- **Selected text**
## Start

The Dry Etching Process

The dry etching process is sometimes referred to as plasma dry etching, although there are certain particularities to consider. Dry etching uses high kinetic energy beams to etch off regions of a material or part. Those beams contain high-energy particles (in the form of ionized gases in the plasma phase) that knock off atoms from the substrate surface, resulting in the evaporation of that specific region. The etched area is then controlled via masked patterns. The process allows for high aspect ratio geometry creation.

This technique is also heavily used in semiconductor fabrication. The dry etching process is a flexible process preferred due to its smaller undercut capability and the tendency toward anisotropism. Etching uniformity depends on the gases used and the distance to the substrate. Etching shape can be heavily influenced, depending on the technique used.

Typical gases used in this process include oxygen, fluorocarbons, chlorines and bromine species (in the plasma phase). Hydrogen plasma etching has also been investigated in the last few years, due to the highly reactive properties of the gas. Oxygen plasma can be used in etching activities of non-metals (such as glass and plastics), but it may be used in metals if combined with other reactive species (argon for example).

## End

- **The tasks**
a) According to the dry etching text, what two factors does etching uniformity depend on?
b) Extend the dry etching text, picking up right after its final sentence.

- **Data**
## Start

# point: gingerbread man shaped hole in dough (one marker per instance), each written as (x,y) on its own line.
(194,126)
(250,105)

## End

- **Written answers**
a) The gases used and the distance to the substrate.

b)
Types of Dry Etching 

Depending on the equipment and plasma manipulation techniques, there are several types of dry etching:

  • Ion beam etching (IBE): the most straightforward of the dry etching processes. This involves argon ions that are radiated onto the surface of the part in the form of an ion beam at energies of 1-3 keV (kilo electronvolts). These energies are enough to strike out material from the surface, hence the need for gases in the plasma phase.
  • Reactive ion etching (RIE): a type of dry etching that makes use of chemically reactive species (reactive ions) that are accelerated toward a substrate (in most cases a silicon wafer). Inside the etching chamber, the part is placed on an HF electrode used to influence the ions that form inside the chamber and thus control directionality. This allows highly anisotropic channels to form. By increasing pressure in the etching chamber, the mean free path of particles can be reduced, which translates into a less directional etching resulting in a more isotropic channel.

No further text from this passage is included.